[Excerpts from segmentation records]
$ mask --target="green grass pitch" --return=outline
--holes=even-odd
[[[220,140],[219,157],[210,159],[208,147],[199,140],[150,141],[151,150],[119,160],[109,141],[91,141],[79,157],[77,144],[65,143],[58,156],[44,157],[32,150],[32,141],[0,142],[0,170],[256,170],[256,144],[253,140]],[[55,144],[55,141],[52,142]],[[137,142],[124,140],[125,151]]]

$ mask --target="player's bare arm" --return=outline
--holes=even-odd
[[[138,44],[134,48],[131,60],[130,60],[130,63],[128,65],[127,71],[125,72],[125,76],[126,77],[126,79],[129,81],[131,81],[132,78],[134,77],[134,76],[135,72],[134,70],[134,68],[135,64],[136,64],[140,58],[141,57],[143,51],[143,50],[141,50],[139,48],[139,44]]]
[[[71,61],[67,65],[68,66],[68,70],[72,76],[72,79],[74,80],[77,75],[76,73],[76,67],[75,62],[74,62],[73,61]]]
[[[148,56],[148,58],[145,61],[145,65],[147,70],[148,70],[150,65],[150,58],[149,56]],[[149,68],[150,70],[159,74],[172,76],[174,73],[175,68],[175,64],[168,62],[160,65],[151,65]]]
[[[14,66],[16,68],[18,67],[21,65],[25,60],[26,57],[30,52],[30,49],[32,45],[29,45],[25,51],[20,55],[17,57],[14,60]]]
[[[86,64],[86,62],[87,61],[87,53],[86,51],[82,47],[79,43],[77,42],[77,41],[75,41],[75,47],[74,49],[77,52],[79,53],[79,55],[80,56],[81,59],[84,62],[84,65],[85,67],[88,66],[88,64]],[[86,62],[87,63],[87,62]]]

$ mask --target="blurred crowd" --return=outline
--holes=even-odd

[DESCRIPTION OF THE TASK] Which lines in the excerpts above contain the string "outline", with case counting? Copy out each one.

[TASK OUTPUT]
$ mask --target="green grass pitch" --return=outline
$ mask --target="player's bare arm" --return=outline
$ mask --target="blurred crowd" --return=outline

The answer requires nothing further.